EXERCISE PROMPT
Exact repetition of every entry is required.

SUPPLIED MATERIAL
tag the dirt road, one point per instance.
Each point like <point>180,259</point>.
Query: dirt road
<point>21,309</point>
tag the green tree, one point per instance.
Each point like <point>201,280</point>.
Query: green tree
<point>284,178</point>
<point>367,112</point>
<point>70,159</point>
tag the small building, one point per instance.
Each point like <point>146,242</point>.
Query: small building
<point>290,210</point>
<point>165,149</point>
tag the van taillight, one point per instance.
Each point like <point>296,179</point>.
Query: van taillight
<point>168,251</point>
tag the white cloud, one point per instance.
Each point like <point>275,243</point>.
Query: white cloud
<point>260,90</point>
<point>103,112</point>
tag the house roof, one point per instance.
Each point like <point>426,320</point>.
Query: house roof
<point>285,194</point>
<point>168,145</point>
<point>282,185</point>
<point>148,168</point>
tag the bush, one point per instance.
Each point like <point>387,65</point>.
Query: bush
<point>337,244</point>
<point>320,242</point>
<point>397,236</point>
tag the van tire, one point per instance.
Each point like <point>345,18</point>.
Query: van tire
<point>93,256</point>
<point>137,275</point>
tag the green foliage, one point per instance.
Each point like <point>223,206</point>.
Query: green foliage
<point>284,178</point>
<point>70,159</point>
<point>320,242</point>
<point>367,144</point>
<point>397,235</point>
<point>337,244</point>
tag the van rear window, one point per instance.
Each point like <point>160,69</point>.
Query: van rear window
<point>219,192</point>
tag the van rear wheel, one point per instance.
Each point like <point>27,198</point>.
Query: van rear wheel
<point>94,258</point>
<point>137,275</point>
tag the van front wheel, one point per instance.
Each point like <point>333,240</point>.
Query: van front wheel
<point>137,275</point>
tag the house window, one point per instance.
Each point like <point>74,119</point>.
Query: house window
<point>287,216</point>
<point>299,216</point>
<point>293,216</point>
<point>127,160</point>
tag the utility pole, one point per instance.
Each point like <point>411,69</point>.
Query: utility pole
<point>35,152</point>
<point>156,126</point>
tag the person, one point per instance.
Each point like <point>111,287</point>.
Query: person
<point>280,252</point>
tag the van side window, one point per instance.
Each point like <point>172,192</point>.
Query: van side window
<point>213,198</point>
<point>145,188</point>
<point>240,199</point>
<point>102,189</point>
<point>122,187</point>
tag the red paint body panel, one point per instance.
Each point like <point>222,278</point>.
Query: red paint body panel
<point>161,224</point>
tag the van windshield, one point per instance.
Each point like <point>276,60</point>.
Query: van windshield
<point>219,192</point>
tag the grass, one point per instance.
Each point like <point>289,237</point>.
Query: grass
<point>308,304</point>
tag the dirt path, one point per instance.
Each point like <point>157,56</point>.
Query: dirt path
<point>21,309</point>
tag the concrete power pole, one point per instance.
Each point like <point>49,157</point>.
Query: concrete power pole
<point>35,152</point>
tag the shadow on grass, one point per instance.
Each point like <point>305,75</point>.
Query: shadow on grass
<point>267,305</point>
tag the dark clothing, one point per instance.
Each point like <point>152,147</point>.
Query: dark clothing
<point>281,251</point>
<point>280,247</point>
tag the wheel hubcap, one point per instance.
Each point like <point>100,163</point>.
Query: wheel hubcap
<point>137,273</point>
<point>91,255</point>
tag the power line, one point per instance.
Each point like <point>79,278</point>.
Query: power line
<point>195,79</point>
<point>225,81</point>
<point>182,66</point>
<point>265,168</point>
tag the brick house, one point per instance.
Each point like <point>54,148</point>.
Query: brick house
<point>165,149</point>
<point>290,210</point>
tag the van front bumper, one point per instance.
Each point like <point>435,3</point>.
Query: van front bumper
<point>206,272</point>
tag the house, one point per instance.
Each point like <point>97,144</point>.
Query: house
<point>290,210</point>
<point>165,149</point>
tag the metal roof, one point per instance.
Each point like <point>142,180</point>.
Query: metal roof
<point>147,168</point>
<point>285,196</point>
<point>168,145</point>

REPLY TO THE EXERCISE
tag the dirt road, one point per instance.
Each point like <point>180,259</point>.
Query: dirt road
<point>21,309</point>
tag the green tree, one point per instance.
Each point like <point>201,280</point>.
Query: green tree
<point>284,178</point>
<point>367,112</point>
<point>70,159</point>
tag the small building, one point per instance.
Each point like <point>146,242</point>.
Query: small building
<point>290,210</point>
<point>165,149</point>
tag the van taillight, one point per instance.
Each point like <point>296,179</point>.
Query: van taillight
<point>168,251</point>
tag the white cloud, one point per instance.
Each point like <point>275,243</point>.
Query: white cloud
<point>260,90</point>
<point>103,112</point>
tag the house roof, one point per instance.
Each point like <point>426,320</point>.
Query: house roof
<point>285,194</point>
<point>168,145</point>
<point>282,185</point>
<point>148,168</point>
tag the bush, one point per instance.
Each point like <point>387,65</point>.
Query: bush
<point>337,244</point>
<point>320,242</point>
<point>397,236</point>
tag the van tire, one point per instance.
Each point like <point>345,18</point>.
Query: van tire
<point>93,256</point>
<point>137,275</point>
tag the green foliage, one point per instance.
Each point like <point>223,206</point>.
Query: green foliage
<point>284,178</point>
<point>70,159</point>
<point>320,242</point>
<point>367,144</point>
<point>397,235</point>
<point>337,244</point>
tag the van rear window, one point per instance.
Each point like <point>160,69</point>.
Query: van rear window
<point>219,192</point>
tag the van rear wheel, one point per instance.
Each point like <point>27,198</point>.
Query: van rear wheel
<point>94,258</point>
<point>137,275</point>
tag the van front wheel, one point per instance.
Each point like <point>333,240</point>.
Query: van front wheel
<point>137,275</point>
tag the house window, one point per instance.
Each point like <point>74,119</point>.
Query: house window
<point>287,216</point>
<point>299,216</point>
<point>293,216</point>
<point>127,160</point>
tag the utility pole, one point per instance.
Each point like <point>411,69</point>.
Query: utility pole
<point>35,152</point>
<point>156,126</point>
tag the person, one point per instance.
Each point like <point>111,287</point>.
Query: person
<point>280,252</point>
tag the van side window, one point per instance.
Each point like <point>172,192</point>.
Query: van side window
<point>213,198</point>
<point>145,188</point>
<point>240,199</point>
<point>102,189</point>
<point>122,187</point>
tag the red paint body panel, one point per instance.
Each point like <point>222,278</point>.
Query: red paint body panel
<point>161,224</point>
tag the van windshield, one point per instance.
Each point like <point>276,60</point>.
Query: van windshield
<point>219,192</point>
tag the grass, one point per instance.
Each point like <point>289,237</point>.
Query: grass
<point>308,304</point>
tag the dirt path, one point per instance.
Each point like <point>157,56</point>.
Query: dirt path
<point>21,309</point>
tag the concrete power pole, one point per instance.
Each point like <point>49,157</point>.
Query: concrete power pole
<point>35,152</point>
tag the shadow on grass, one point per instance.
Each point like <point>305,75</point>.
Query: shadow on grass
<point>267,305</point>
tag the dark clothing, one point per instance.
Each point like <point>152,147</point>.
Query: dark clothing
<point>281,251</point>
<point>280,247</point>
tag the wheel hubcap, one point per instance.
Each point like <point>100,163</point>.
Query: wheel hubcap
<point>137,273</point>
<point>91,255</point>
tag the power line, one point per instance.
Each point like <point>79,278</point>.
Query: power line
<point>195,79</point>
<point>225,81</point>
<point>182,66</point>
<point>265,168</point>
tag the brick house, one point per instance.
Each point like <point>54,148</point>.
Query: brick house
<point>165,149</point>
<point>290,210</point>
tag the van front bumper, one point per instance.
Each point like <point>435,3</point>.
Query: van front bumper
<point>206,272</point>
tag the house, one point per instance.
Each point like <point>97,144</point>.
Query: house
<point>290,210</point>
<point>165,149</point>
tag the metal roof, one point per instance.
Each point like <point>142,180</point>.
Query: metal roof
<point>147,168</point>
<point>285,196</point>
<point>168,145</point>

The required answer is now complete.